• _DESCRIPTION OF THE TASK_
Beginning at the line containing "Place a point on every instance of the coral", output every line to the end of the data below exactly as it appears.

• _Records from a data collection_
::::
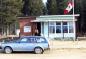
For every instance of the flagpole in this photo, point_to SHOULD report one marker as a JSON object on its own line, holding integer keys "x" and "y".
{"x": 74, "y": 22}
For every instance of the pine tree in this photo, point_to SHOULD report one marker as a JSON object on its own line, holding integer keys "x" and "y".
{"x": 33, "y": 8}
{"x": 52, "y": 7}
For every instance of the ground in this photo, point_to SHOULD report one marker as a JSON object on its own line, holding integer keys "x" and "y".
{"x": 59, "y": 50}
{"x": 52, "y": 54}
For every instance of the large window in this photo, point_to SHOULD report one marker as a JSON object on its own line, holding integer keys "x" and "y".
{"x": 60, "y": 27}
{"x": 51, "y": 27}
{"x": 54, "y": 27}
{"x": 70, "y": 27}
{"x": 65, "y": 27}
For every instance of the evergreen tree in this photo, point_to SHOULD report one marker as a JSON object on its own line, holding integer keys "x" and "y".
{"x": 61, "y": 5}
{"x": 51, "y": 7}
{"x": 33, "y": 8}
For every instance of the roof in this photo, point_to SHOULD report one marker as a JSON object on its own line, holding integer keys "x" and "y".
{"x": 46, "y": 18}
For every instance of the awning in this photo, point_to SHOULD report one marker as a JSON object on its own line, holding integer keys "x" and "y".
{"x": 51, "y": 20}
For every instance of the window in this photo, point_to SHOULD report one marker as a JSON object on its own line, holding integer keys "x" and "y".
{"x": 41, "y": 40}
{"x": 51, "y": 27}
{"x": 70, "y": 27}
{"x": 58, "y": 27}
{"x": 24, "y": 40}
{"x": 65, "y": 27}
{"x": 32, "y": 39}
{"x": 54, "y": 27}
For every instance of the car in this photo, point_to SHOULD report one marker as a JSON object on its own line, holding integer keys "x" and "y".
{"x": 37, "y": 44}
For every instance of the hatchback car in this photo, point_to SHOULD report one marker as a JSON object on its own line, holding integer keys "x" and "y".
{"x": 27, "y": 43}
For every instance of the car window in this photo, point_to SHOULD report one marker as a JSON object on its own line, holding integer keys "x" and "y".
{"x": 24, "y": 40}
{"x": 41, "y": 40}
{"x": 32, "y": 40}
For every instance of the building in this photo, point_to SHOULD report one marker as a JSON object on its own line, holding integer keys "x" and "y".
{"x": 54, "y": 26}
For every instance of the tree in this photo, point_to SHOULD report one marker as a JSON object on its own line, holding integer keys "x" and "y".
{"x": 10, "y": 9}
{"x": 61, "y": 5}
{"x": 33, "y": 8}
{"x": 51, "y": 7}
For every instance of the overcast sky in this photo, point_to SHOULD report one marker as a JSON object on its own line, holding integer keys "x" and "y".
{"x": 44, "y": 1}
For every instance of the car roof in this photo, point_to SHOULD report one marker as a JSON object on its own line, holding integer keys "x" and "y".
{"x": 33, "y": 36}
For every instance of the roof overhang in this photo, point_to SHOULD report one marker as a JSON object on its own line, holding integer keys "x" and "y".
{"x": 52, "y": 18}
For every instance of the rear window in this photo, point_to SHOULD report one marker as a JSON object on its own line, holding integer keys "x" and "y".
{"x": 41, "y": 40}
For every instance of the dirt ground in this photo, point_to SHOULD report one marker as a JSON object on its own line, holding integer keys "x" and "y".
{"x": 52, "y": 54}
{"x": 59, "y": 50}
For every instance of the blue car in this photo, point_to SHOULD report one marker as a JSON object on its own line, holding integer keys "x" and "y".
{"x": 27, "y": 43}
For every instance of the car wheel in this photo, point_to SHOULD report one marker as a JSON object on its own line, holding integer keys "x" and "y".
{"x": 38, "y": 50}
{"x": 8, "y": 50}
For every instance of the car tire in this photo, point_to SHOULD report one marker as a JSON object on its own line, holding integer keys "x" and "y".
{"x": 8, "y": 50}
{"x": 38, "y": 50}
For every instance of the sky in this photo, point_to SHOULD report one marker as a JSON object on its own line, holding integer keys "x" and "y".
{"x": 44, "y": 1}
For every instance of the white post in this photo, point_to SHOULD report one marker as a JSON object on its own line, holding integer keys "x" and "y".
{"x": 74, "y": 21}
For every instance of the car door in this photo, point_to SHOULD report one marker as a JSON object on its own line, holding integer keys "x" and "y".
{"x": 20, "y": 45}
{"x": 31, "y": 43}
{"x": 27, "y": 44}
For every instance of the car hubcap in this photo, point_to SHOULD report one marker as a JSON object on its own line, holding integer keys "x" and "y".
{"x": 38, "y": 50}
{"x": 8, "y": 50}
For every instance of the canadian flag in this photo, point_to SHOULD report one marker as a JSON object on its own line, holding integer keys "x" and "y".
{"x": 69, "y": 7}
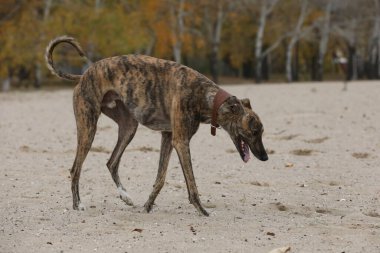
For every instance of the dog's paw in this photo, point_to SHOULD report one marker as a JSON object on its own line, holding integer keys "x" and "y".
{"x": 124, "y": 196}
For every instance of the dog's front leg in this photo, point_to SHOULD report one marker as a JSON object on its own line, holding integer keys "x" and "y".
{"x": 166, "y": 150}
{"x": 183, "y": 151}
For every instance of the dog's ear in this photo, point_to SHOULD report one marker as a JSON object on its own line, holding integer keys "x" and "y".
{"x": 246, "y": 103}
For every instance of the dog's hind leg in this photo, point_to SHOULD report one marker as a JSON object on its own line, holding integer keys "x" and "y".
{"x": 166, "y": 150}
{"x": 114, "y": 108}
{"x": 86, "y": 119}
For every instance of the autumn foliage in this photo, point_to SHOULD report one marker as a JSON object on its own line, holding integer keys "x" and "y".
{"x": 241, "y": 38}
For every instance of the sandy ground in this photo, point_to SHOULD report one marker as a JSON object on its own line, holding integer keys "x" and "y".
{"x": 319, "y": 191}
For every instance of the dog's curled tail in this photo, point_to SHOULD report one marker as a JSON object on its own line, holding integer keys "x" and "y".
{"x": 49, "y": 56}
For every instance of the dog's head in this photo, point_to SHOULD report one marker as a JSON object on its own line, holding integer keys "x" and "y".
{"x": 244, "y": 127}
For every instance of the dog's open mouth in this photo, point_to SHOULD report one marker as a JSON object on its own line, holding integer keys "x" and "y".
{"x": 243, "y": 149}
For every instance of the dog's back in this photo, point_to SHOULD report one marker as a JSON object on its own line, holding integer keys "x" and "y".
{"x": 146, "y": 85}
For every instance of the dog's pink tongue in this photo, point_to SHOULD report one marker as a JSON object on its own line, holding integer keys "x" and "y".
{"x": 246, "y": 154}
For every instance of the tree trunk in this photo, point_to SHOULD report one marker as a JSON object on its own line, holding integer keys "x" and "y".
{"x": 352, "y": 73}
{"x": 215, "y": 34}
{"x": 325, "y": 33}
{"x": 178, "y": 30}
{"x": 259, "y": 43}
{"x": 293, "y": 40}
{"x": 266, "y": 8}
{"x": 296, "y": 63}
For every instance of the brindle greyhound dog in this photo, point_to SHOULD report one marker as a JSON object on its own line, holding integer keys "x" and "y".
{"x": 161, "y": 95}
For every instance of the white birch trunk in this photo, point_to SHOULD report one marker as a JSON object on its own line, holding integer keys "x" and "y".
{"x": 324, "y": 39}
{"x": 178, "y": 30}
{"x": 266, "y": 8}
{"x": 294, "y": 39}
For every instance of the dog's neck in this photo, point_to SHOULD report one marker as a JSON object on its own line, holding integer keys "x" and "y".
{"x": 214, "y": 94}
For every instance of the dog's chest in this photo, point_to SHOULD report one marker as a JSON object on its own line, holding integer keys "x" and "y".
{"x": 151, "y": 117}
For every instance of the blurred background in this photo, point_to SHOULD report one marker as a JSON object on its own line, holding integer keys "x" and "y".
{"x": 229, "y": 41}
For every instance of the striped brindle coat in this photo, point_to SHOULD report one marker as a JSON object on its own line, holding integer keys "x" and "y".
{"x": 161, "y": 95}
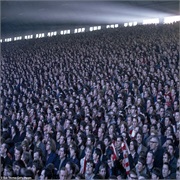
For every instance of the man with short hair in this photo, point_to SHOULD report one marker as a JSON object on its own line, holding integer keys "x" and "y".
{"x": 89, "y": 170}
{"x": 83, "y": 161}
{"x": 70, "y": 167}
{"x": 155, "y": 174}
{"x": 141, "y": 147}
{"x": 157, "y": 150}
{"x": 140, "y": 166}
{"x": 166, "y": 171}
{"x": 63, "y": 173}
{"x": 150, "y": 161}
{"x": 4, "y": 154}
{"x": 96, "y": 159}
{"x": 173, "y": 160}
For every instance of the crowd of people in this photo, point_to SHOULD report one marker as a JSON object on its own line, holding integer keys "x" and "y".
{"x": 94, "y": 105}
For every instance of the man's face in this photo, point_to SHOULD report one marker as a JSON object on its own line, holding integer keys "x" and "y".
{"x": 165, "y": 171}
{"x": 153, "y": 144}
{"x": 17, "y": 155}
{"x": 88, "y": 141}
{"x": 139, "y": 138}
{"x": 89, "y": 168}
{"x": 145, "y": 128}
{"x": 154, "y": 176}
{"x": 36, "y": 156}
{"x": 16, "y": 169}
{"x": 68, "y": 168}
{"x": 42, "y": 176}
{"x": 165, "y": 158}
{"x": 118, "y": 142}
{"x": 95, "y": 156}
{"x": 149, "y": 158}
{"x": 171, "y": 150}
{"x": 102, "y": 172}
{"x": 139, "y": 166}
{"x": 61, "y": 153}
{"x": 88, "y": 153}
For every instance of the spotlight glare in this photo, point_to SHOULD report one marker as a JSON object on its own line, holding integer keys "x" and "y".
{"x": 130, "y": 23}
{"x": 171, "y": 19}
{"x": 125, "y": 24}
{"x": 91, "y": 28}
{"x": 151, "y": 21}
{"x": 134, "y": 23}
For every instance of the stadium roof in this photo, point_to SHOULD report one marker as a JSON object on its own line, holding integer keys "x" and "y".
{"x": 38, "y": 16}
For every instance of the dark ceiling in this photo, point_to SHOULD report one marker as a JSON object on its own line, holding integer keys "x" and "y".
{"x": 23, "y": 16}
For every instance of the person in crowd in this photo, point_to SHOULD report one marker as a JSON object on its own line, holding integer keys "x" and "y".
{"x": 99, "y": 88}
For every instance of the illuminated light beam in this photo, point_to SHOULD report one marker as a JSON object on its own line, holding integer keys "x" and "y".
{"x": 151, "y": 21}
{"x": 171, "y": 19}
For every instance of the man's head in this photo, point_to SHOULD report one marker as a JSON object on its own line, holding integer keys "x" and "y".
{"x": 88, "y": 152}
{"x": 156, "y": 173}
{"x": 96, "y": 154}
{"x": 166, "y": 170}
{"x": 70, "y": 167}
{"x": 89, "y": 167}
{"x": 63, "y": 173}
{"x": 141, "y": 164}
{"x": 153, "y": 143}
{"x": 150, "y": 158}
{"x": 62, "y": 151}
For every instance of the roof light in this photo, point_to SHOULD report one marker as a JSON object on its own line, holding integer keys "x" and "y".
{"x": 171, "y": 19}
{"x": 130, "y": 23}
{"x": 125, "y": 24}
{"x": 151, "y": 21}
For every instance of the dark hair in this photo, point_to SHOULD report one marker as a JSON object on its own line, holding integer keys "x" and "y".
{"x": 98, "y": 152}
{"x": 29, "y": 173}
{"x": 135, "y": 144}
{"x": 156, "y": 171}
{"x": 72, "y": 166}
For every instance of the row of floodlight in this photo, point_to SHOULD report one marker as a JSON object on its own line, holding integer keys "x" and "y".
{"x": 50, "y": 34}
{"x": 167, "y": 20}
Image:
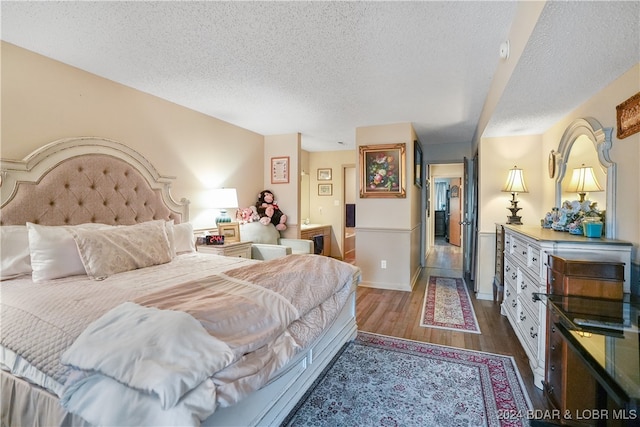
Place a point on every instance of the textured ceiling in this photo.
(325, 68)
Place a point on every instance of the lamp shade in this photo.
(583, 180)
(515, 182)
(224, 198)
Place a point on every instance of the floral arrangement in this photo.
(570, 216)
(245, 215)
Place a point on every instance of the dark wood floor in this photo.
(397, 314)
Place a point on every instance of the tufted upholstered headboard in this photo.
(81, 180)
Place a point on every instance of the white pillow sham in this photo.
(15, 259)
(110, 251)
(53, 251)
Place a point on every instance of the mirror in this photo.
(585, 142)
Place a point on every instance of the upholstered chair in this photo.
(267, 243)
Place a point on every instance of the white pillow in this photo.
(109, 251)
(54, 253)
(184, 238)
(14, 251)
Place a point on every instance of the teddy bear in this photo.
(269, 211)
(246, 215)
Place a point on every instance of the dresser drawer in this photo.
(556, 347)
(510, 272)
(526, 288)
(510, 302)
(518, 250)
(529, 328)
(533, 261)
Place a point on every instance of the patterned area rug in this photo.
(383, 381)
(447, 306)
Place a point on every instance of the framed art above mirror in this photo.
(585, 143)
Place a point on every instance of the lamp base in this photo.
(514, 218)
(224, 218)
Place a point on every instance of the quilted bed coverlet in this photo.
(249, 322)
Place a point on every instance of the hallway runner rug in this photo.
(447, 305)
(383, 381)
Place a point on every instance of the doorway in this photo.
(444, 177)
(349, 231)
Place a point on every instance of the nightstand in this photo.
(235, 249)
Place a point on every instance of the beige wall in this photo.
(530, 153)
(44, 100)
(287, 195)
(329, 210)
(389, 229)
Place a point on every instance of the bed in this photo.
(110, 316)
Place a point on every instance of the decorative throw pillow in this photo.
(53, 251)
(183, 237)
(107, 252)
(14, 248)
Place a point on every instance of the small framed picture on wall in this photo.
(280, 170)
(325, 189)
(324, 174)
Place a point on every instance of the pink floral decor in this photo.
(570, 216)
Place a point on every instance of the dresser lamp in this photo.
(514, 185)
(583, 181)
(223, 199)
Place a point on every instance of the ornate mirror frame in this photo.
(601, 139)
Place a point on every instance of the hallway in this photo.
(397, 313)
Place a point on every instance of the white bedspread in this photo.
(115, 376)
(143, 356)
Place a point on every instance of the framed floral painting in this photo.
(382, 170)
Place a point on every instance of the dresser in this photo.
(568, 384)
(526, 252)
(593, 367)
(314, 232)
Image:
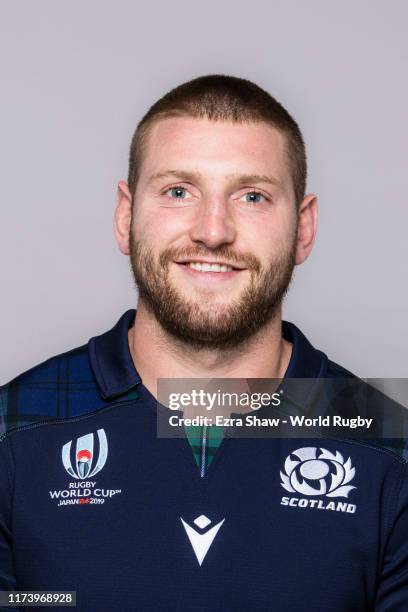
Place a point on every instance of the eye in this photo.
(254, 197)
(177, 192)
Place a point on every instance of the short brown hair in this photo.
(223, 98)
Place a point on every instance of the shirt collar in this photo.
(116, 374)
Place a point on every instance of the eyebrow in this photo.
(241, 179)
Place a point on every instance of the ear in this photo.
(307, 227)
(123, 217)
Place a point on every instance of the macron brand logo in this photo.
(317, 472)
(201, 538)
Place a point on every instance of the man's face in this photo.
(213, 193)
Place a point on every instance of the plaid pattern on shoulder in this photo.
(63, 386)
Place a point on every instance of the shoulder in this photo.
(62, 386)
(354, 396)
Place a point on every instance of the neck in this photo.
(156, 354)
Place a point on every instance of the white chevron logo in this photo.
(201, 542)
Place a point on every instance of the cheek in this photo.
(160, 226)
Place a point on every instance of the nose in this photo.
(213, 225)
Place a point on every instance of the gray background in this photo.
(76, 78)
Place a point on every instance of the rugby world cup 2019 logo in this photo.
(82, 459)
(85, 464)
(318, 472)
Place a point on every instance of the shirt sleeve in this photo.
(7, 576)
(392, 594)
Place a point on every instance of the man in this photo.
(214, 218)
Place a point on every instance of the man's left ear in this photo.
(307, 227)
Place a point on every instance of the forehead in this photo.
(217, 146)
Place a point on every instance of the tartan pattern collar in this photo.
(115, 373)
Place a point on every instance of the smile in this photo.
(204, 270)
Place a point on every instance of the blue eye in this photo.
(178, 193)
(253, 197)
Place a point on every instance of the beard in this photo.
(217, 325)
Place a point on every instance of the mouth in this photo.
(217, 267)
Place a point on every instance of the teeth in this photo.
(204, 267)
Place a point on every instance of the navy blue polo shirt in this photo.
(92, 500)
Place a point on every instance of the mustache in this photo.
(223, 252)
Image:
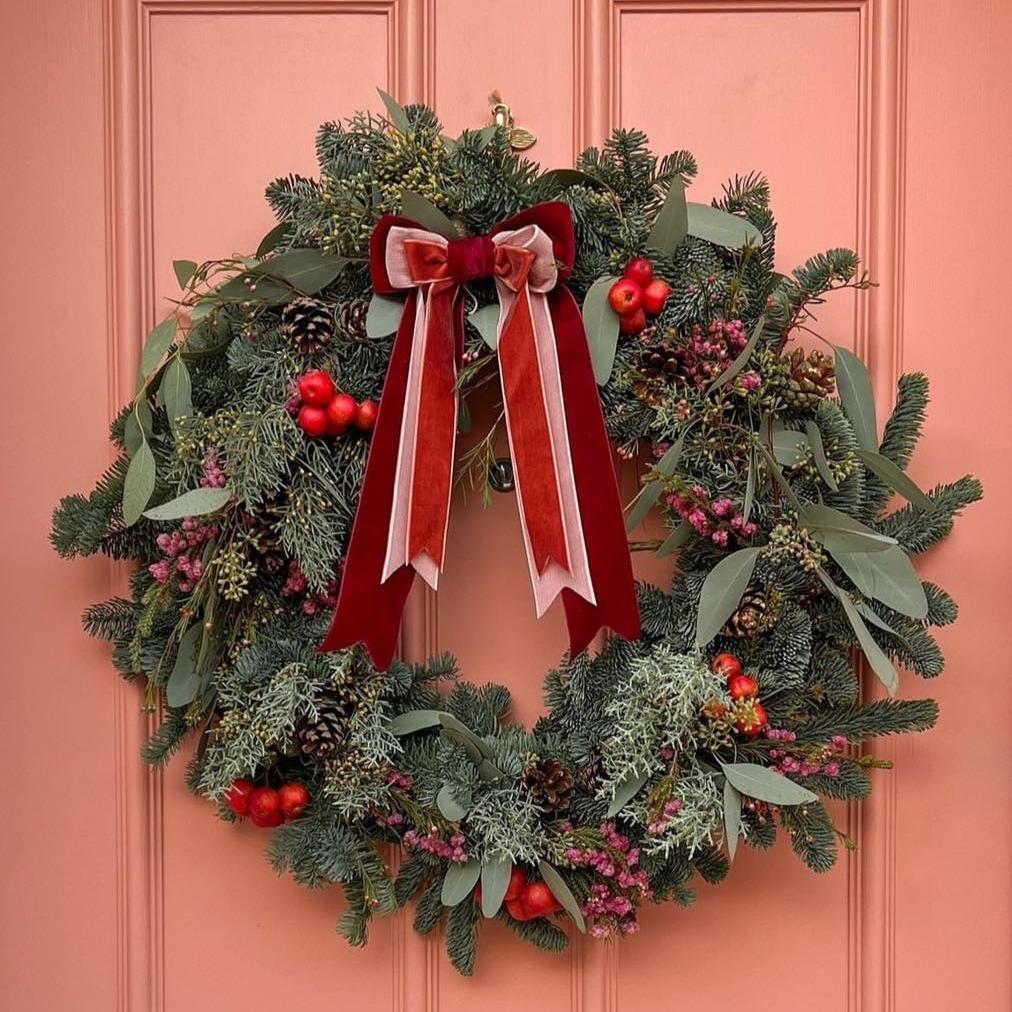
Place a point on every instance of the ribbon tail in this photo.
(369, 607)
(597, 490)
(535, 423)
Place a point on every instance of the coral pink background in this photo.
(140, 131)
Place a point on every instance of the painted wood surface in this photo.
(140, 131)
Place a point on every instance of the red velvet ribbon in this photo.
(369, 607)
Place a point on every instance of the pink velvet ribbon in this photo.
(571, 520)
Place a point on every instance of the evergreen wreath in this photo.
(733, 717)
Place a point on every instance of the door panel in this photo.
(880, 123)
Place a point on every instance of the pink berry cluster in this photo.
(717, 519)
(297, 584)
(611, 904)
(671, 808)
(708, 351)
(181, 551)
(214, 476)
(449, 850)
(826, 761)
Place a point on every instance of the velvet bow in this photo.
(567, 492)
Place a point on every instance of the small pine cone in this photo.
(551, 784)
(749, 618)
(308, 324)
(351, 319)
(321, 738)
(813, 377)
(659, 363)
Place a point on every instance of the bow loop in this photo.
(560, 452)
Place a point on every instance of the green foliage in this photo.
(642, 728)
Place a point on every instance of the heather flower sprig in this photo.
::::
• _RESPONSE TO THIS TASK_
Place a point on every instance of the coral pink background in this photo.
(140, 131)
Place a point on every instance of the painted wood surface in this photo.
(140, 131)
Place a point on every instance of the red velvet ribbon in this photo.
(369, 607)
Place a point on every instance of the pink velvet ribbon in this photo.
(571, 520)
Place a point on every instance of the evergreen wreath in this photo.
(733, 717)
Place a point on every instance of the door panel in this photo.
(880, 123)
Place a point on every instance of the pink berry cluster in this photo.
(717, 519)
(297, 584)
(611, 904)
(671, 808)
(708, 351)
(181, 551)
(214, 476)
(449, 850)
(826, 761)
Place a point on every instance of the velvet bow in this photo.
(567, 492)
Place a point on every instance of the small pine cone in this photo.
(551, 784)
(749, 618)
(308, 324)
(351, 319)
(321, 738)
(813, 377)
(659, 363)
Place a point on every instance of the bow loop in this photo.
(560, 452)
Place a point on every instance of the green foliage in this photo.
(642, 728)
Place a point on every instance of the heather flower sprig in this photo.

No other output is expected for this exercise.